───── Listed entries

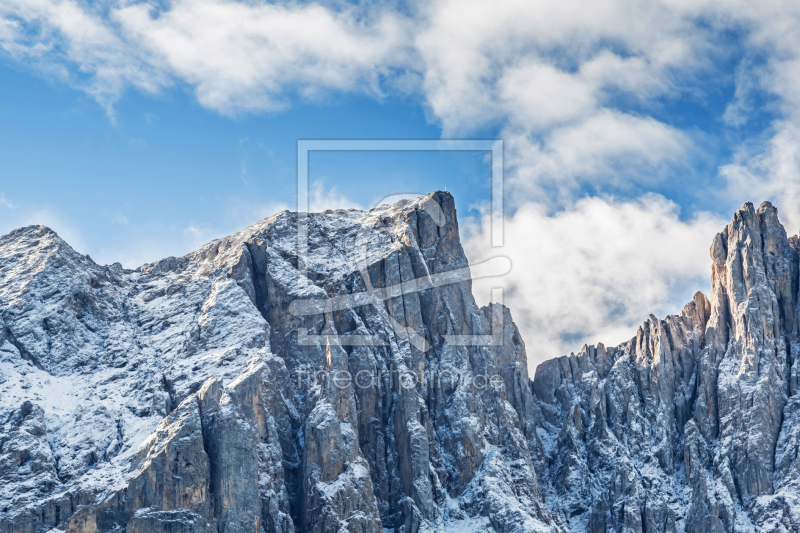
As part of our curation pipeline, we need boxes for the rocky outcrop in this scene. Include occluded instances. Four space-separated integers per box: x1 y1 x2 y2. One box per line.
0 193 564 533
0 193 800 533
533 203 800 533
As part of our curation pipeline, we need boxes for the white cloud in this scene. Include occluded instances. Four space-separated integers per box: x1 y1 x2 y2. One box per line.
308 180 363 213
7 0 800 370
462 195 725 368
0 192 16 209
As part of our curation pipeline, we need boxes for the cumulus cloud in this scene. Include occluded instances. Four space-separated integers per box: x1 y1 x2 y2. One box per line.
462 195 725 366
7 0 800 368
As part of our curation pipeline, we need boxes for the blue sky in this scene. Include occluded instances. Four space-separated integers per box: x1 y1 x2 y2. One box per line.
0 0 800 361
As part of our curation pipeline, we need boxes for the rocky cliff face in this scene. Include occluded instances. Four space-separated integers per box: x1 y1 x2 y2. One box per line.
0 193 800 533
533 203 800 533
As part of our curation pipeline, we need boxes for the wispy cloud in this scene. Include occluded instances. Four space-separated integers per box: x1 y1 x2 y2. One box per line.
0 192 17 209
7 0 800 366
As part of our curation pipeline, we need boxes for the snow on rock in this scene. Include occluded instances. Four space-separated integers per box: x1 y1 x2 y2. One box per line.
0 196 800 533
0 192 564 533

──────────

### What you are asked to do
Write out the full set of lines verbatim, without the pictures.

### Response
As part of our curation pipeline, we need boxes for the rocky outcrop in this scene. Include occluded instances. Four space-separated integers per box: x1 y1 x2 y2. One box per line.
0 193 564 533
0 193 800 533
533 203 800 533
As part of our curation pipeline, we need boxes for the white cloud in this scene. Include occluded instances. Four space-separated integers per box: x1 y1 x2 y2. One box per line.
308 180 363 213
7 0 800 370
462 195 725 368
0 192 16 209
As part of our curation pipeline, we need boxes for the cumulus cloud in this scene. Include occluded instances. Four space-separated integers per box: x1 y1 x2 y2. One box per line.
462 195 725 366
7 0 800 368
As part of our curation pipeline, we need boxes for the blue sky in this scene. Include occluded instances. Four space-separated integers per box: x1 y1 x2 y2. One box per line.
0 0 800 361
As part of our curation pipeline, we need boxes for the rocky cliff face in this scene. Include occluded instances. Four space-separated integers per box: x1 y1 x2 y2. One box per line.
0 193 800 533
533 203 800 533
As part of our curation pipeline, we need boxes for the wispy cloud in this scene. Include occluded instances. Four space-separated integers per box: x1 y1 x2 y2. One box per line.
0 192 17 209
7 0 800 366
As part of our curation pipeline, we need boxes for the snow on rock in this scene. Include occluded instances. Four space-separated integers per box: x1 y1 x2 y2. One box per line.
0 196 800 533
0 192 564 533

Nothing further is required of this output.